▶ **ITEMS**
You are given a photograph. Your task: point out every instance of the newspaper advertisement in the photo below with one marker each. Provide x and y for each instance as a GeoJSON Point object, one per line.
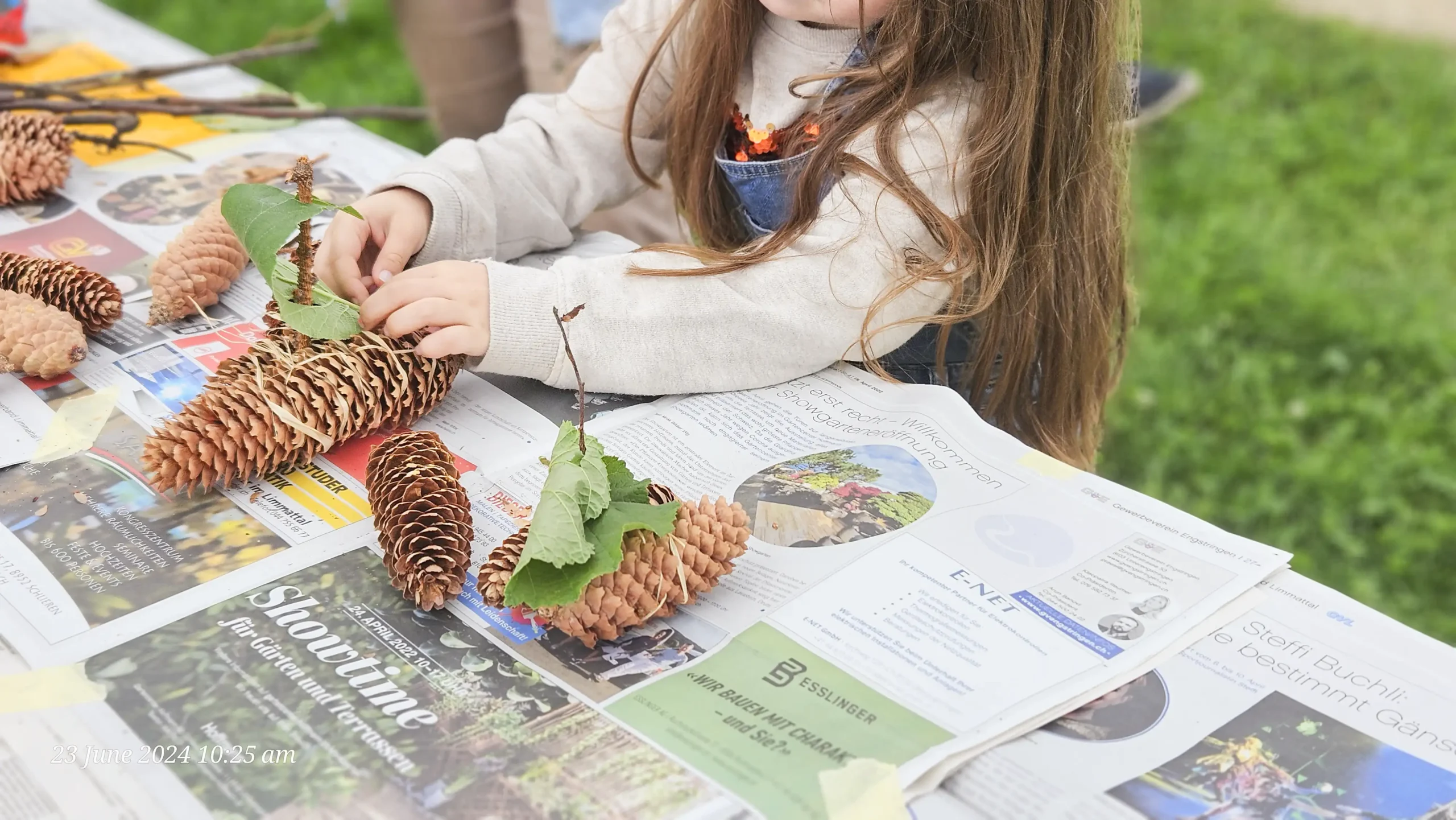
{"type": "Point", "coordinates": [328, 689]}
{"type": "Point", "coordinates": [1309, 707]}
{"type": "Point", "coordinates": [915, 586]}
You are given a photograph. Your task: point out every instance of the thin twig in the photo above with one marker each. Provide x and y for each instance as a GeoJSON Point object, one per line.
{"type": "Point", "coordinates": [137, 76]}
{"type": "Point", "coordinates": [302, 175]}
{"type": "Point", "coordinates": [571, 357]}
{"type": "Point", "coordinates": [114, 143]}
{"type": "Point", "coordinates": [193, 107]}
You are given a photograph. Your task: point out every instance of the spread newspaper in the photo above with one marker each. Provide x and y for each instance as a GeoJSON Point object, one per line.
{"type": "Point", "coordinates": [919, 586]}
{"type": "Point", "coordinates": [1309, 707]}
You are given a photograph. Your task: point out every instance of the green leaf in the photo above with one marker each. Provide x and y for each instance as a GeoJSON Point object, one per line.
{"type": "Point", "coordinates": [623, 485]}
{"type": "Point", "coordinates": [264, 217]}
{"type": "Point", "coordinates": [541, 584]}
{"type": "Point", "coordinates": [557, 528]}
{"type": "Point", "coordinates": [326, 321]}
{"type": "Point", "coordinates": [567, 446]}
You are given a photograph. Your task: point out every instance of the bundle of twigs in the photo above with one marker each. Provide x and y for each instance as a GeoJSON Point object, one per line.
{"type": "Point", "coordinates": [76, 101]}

▶ **BRIEF**
Retype each item above verbatim, from the first to the last, and leave out the pictures.

▶ **TASK RESPONSE**
You are given a photograph. Your task: point out every instance of the newspaper advertisement in the photo below with one marker each. Provide x and y for each instance as a GeoJSON Point object, one per line.
{"type": "Point", "coordinates": [328, 689]}
{"type": "Point", "coordinates": [1309, 707]}
{"type": "Point", "coordinates": [915, 586]}
You are given a photograph. Your task: point out every instance of the thin twig in the photo above with one marker each. Provide x and y for each instance as a GeoJSON Point object, one per line.
{"type": "Point", "coordinates": [137, 76]}
{"type": "Point", "coordinates": [302, 175]}
{"type": "Point", "coordinates": [571, 357]}
{"type": "Point", "coordinates": [114, 143]}
{"type": "Point", "coordinates": [193, 107]}
You are given a photograph. Your task: point out every instance of the spread newspaper in the photo above with one marker each. Provide x and y for each instance as a GeoJSON Point object, one per line.
{"type": "Point", "coordinates": [919, 586]}
{"type": "Point", "coordinates": [1309, 707]}
You are given a photograph. Your task: point out every instance of the green leaf in the photo above with one marker each. Provide x and y for each instance as a GeoJSON Point object, one per line.
{"type": "Point", "coordinates": [623, 485]}
{"type": "Point", "coordinates": [264, 217]}
{"type": "Point", "coordinates": [541, 584]}
{"type": "Point", "coordinates": [557, 528]}
{"type": "Point", "coordinates": [326, 321]}
{"type": "Point", "coordinates": [567, 446]}
You are given a photograph. Your task: point out every instance of the bundle of twigs in the photo above with one marker each. Provide x and y for each instance as a GeoJSON Point object, one per line.
{"type": "Point", "coordinates": [76, 101]}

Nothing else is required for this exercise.